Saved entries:
^^^^^^^^

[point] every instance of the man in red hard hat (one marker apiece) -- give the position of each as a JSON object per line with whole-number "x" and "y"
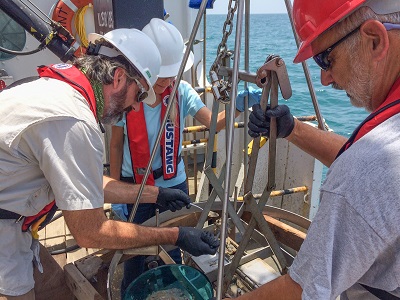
{"x": 352, "y": 248}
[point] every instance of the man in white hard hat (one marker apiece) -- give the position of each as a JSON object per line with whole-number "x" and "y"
{"x": 51, "y": 156}
{"x": 352, "y": 248}
{"x": 130, "y": 144}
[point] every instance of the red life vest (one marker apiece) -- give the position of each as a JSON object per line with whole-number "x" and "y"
{"x": 389, "y": 108}
{"x": 139, "y": 142}
{"x": 71, "y": 75}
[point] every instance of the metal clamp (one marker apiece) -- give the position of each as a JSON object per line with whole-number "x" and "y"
{"x": 275, "y": 63}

^^^^^^^^

Exercise prompt.
Please rewrite every one of the items above, keeping each request unchanged but offsetting each x and y coordinate in the answers by -37. Leave the pictures out.

Output of the exercise.
[point] every instance of the man in red hard hat (one marker apiece) -- give the position of each as a JSON object per line with whole-number "x" and "y"
{"x": 315, "y": 211}
[point] every instance of the man in white hard hat (one marker apiece) -- give the position of each as a JSON object per line with whole-number "x" and "y"
{"x": 14, "y": 119}
{"x": 315, "y": 211}
{"x": 93, "y": 107}
[point] every instance of the red life vest (one marker apiece) -- give the position of each as a JSON object per line with whole-number "x" and "y"
{"x": 352, "y": 71}
{"x": 102, "y": 105}
{"x": 34, "y": 38}
[point] every instance of the metal clamp (one marker apiece) -- give the position of each as a JSON object per line with whole-number "x" and "y"
{"x": 238, "y": 26}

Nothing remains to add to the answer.